PROBLEM TO SOLVE:
Determine how many lines of the records below contain the string "dark", treating uppercase and lowercase letters as distinct. Give only the number.

ROWS:
-- begin --

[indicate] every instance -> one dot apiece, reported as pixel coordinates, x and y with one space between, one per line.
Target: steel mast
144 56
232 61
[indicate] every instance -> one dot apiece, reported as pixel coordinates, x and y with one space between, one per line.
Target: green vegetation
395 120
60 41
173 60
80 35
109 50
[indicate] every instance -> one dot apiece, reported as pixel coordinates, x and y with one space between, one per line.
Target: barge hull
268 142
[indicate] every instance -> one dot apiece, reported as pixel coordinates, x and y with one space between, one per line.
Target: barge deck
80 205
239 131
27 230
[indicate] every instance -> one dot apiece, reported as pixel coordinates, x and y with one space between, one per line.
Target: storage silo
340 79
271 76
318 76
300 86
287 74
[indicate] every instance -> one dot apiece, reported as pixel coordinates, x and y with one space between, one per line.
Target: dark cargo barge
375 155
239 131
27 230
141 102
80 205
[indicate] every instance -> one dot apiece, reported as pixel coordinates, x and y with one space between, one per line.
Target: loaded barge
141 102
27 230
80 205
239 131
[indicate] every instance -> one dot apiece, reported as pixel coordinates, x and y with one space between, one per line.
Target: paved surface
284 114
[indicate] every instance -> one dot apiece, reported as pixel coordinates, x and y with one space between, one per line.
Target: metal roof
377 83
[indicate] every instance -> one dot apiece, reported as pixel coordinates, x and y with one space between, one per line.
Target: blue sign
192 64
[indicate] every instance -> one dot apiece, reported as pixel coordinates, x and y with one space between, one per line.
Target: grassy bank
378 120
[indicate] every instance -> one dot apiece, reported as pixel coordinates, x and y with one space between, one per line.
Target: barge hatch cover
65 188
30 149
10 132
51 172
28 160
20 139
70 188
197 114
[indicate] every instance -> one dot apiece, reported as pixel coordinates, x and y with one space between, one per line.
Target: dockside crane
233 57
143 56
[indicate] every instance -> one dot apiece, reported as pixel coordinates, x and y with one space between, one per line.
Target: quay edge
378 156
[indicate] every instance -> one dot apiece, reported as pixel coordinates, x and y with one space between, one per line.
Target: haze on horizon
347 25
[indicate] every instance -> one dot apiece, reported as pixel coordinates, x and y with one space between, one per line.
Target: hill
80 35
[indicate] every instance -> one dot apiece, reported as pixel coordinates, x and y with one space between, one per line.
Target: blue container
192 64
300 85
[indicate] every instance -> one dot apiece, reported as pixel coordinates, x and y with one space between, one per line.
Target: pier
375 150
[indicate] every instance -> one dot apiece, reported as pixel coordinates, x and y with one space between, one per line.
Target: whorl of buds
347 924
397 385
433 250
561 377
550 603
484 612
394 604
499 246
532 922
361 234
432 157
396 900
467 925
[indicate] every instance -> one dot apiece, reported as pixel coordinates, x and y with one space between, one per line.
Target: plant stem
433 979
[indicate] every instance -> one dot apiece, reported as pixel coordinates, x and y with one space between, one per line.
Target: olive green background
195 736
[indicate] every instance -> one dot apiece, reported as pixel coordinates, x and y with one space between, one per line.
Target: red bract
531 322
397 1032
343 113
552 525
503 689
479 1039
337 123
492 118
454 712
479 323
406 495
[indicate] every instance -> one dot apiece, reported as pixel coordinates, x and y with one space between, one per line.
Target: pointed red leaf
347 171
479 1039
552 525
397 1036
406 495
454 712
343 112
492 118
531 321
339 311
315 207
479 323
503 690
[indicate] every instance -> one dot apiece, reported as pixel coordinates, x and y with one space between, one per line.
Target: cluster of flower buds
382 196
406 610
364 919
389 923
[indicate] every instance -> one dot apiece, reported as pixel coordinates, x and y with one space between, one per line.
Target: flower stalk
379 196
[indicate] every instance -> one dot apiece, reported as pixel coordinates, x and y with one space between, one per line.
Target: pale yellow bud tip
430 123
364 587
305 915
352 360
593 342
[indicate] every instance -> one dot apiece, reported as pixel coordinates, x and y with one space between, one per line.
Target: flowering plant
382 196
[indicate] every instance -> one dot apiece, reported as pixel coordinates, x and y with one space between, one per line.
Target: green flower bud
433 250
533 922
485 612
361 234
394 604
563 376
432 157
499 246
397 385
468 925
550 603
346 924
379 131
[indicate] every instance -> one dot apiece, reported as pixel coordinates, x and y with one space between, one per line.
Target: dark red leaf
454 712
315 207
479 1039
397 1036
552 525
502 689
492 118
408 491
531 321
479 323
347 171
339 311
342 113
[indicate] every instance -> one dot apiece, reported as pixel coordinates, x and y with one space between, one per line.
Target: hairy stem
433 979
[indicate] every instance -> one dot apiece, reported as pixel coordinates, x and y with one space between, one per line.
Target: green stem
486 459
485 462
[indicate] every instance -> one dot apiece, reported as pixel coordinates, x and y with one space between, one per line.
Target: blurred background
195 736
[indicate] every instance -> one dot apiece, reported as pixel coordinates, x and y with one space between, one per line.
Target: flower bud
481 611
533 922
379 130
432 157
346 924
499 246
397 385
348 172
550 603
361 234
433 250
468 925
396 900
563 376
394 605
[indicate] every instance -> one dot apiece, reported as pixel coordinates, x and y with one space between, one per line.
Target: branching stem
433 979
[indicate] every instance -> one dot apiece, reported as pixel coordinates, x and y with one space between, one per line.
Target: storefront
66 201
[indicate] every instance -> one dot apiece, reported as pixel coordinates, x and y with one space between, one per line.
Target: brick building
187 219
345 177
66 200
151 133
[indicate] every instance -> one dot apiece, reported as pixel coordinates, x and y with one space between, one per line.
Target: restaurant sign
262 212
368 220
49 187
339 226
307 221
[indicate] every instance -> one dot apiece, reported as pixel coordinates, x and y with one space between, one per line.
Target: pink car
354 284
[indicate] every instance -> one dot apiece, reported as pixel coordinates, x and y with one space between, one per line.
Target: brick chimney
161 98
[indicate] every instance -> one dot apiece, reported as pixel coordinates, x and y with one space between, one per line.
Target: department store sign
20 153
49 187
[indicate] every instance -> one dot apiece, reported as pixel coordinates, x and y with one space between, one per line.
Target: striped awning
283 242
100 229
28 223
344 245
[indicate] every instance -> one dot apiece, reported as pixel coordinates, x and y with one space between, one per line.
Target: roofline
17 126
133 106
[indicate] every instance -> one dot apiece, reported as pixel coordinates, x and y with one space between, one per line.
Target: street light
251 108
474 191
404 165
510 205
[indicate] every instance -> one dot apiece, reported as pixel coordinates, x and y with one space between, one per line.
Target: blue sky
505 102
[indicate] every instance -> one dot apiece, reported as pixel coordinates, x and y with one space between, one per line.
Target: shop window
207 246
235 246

-- end --

THE SOLUTION:
2